### Written request
Reproduce the lines below verbatim, from the line with "the white flower" to the line with "pixel 21 188", including both of those lines.
**********
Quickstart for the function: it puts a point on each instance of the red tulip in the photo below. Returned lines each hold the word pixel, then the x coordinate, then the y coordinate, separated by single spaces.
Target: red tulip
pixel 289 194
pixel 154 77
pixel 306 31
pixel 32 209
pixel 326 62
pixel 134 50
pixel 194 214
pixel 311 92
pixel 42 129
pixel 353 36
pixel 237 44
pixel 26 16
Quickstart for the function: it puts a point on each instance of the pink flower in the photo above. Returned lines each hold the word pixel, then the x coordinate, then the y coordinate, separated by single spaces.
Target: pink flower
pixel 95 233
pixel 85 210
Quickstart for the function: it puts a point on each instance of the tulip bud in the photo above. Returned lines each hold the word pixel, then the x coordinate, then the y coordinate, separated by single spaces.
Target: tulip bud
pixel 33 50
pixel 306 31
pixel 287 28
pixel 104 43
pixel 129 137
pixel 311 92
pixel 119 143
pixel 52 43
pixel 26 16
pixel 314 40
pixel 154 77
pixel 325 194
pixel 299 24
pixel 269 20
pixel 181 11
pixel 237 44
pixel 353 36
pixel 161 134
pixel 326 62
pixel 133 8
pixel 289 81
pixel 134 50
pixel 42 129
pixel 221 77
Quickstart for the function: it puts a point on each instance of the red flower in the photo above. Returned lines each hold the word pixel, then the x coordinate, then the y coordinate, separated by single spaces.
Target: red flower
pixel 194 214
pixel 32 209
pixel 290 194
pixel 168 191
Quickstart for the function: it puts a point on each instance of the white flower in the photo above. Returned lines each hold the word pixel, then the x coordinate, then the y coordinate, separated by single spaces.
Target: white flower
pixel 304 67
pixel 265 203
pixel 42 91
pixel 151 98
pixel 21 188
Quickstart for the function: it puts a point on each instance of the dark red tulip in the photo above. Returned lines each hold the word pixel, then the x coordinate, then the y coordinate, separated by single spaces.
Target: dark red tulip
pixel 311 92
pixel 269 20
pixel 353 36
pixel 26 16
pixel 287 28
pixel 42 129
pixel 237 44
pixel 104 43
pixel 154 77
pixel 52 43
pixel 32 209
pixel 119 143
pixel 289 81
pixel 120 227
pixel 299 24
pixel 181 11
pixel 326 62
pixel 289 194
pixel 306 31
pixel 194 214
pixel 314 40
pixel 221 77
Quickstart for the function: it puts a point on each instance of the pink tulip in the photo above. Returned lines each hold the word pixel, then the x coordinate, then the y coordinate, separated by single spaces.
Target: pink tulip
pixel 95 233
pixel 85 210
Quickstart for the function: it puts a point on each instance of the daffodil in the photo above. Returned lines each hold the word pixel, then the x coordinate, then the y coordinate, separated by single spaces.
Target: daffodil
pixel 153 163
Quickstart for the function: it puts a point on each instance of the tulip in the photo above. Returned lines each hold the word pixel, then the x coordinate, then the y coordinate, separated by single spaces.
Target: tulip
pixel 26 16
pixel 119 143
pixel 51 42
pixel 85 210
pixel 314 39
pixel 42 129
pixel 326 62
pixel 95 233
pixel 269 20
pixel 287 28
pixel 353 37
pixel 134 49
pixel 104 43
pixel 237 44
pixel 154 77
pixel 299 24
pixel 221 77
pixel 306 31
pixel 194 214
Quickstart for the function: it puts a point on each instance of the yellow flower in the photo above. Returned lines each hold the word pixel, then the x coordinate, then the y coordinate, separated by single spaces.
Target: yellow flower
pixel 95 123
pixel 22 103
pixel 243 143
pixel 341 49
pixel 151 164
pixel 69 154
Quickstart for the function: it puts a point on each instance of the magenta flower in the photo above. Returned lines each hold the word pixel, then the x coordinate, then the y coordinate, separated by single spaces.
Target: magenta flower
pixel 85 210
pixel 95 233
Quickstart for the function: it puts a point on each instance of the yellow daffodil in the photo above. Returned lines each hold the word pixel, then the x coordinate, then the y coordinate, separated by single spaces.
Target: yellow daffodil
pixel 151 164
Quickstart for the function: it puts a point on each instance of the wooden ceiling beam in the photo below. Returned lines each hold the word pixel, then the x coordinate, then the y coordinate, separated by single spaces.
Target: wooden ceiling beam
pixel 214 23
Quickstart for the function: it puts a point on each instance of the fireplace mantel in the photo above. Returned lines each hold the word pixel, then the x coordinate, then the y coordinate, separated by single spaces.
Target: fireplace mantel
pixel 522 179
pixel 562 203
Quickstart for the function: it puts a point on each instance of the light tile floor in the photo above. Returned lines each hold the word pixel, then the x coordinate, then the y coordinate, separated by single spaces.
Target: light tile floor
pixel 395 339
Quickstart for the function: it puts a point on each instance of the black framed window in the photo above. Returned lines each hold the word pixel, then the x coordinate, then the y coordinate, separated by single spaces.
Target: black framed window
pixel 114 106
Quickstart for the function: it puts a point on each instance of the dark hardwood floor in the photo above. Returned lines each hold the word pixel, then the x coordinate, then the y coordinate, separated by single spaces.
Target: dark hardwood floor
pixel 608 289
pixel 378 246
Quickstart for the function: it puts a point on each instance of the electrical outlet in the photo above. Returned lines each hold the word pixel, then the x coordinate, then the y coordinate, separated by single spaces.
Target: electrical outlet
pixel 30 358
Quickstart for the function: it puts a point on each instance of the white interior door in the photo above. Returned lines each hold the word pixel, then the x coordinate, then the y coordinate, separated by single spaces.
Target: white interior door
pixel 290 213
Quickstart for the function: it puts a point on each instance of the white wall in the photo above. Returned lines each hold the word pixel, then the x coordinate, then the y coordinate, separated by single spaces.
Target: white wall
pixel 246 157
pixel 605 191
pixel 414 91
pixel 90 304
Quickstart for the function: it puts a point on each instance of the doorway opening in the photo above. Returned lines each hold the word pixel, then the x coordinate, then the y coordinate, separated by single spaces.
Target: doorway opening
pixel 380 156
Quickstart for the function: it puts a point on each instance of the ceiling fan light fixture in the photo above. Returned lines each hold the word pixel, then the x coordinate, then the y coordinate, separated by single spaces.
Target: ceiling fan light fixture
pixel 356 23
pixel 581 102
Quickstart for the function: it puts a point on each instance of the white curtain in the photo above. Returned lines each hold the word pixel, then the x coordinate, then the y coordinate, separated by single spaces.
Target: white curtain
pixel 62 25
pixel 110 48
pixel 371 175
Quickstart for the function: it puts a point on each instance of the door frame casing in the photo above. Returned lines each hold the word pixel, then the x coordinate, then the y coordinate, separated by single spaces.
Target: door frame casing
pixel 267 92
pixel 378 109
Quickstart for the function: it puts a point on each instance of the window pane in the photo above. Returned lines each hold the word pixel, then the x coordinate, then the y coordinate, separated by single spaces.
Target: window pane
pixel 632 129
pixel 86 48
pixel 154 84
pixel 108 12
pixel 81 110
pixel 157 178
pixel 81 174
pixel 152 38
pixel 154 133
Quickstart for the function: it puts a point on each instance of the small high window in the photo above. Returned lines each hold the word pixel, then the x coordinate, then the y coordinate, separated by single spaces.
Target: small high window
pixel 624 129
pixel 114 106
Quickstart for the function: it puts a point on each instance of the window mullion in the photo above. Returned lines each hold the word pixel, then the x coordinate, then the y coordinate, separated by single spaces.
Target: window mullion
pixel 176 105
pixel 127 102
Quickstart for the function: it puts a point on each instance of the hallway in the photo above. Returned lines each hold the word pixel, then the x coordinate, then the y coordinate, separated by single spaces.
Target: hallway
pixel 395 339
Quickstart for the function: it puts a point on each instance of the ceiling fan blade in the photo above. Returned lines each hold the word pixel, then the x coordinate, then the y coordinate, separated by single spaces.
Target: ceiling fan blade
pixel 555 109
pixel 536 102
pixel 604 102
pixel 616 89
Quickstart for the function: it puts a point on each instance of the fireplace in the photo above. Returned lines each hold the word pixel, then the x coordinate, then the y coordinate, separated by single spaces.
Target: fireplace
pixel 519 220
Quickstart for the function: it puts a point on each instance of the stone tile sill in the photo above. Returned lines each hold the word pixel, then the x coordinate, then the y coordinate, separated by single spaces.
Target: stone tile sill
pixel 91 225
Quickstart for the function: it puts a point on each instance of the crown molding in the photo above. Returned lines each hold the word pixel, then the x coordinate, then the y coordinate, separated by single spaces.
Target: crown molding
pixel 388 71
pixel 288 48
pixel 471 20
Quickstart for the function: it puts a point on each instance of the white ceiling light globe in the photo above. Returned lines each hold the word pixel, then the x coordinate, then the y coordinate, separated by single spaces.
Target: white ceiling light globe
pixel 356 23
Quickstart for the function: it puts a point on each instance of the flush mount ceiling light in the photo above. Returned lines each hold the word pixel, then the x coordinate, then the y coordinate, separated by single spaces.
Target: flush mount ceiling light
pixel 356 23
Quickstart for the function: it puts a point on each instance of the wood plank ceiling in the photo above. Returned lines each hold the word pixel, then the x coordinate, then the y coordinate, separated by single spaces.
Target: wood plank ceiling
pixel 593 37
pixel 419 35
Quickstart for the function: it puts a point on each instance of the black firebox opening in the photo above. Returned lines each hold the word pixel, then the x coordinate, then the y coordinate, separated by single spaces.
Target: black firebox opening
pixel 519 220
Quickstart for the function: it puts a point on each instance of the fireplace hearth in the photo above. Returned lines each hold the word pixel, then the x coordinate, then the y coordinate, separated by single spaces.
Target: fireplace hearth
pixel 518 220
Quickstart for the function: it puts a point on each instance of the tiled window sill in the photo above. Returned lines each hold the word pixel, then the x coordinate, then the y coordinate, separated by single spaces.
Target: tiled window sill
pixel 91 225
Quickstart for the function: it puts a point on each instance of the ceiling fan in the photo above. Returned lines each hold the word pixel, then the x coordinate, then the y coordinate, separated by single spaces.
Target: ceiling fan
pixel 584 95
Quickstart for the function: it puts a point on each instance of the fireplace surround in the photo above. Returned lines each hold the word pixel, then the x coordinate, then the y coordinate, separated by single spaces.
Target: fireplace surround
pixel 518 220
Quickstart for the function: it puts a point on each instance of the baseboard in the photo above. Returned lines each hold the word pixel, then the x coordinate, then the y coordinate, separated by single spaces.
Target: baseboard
**********
### Response to this task
Quickstart for the function: it puts a point on each instance of the white flower in the photo above. Returned lines each hold the word pixel, then the x coordinate, then the y coordinate, separated by single spaces.
Target: white flower
pixel 304 67
pixel 265 203
pixel 42 91
pixel 151 98
pixel 21 188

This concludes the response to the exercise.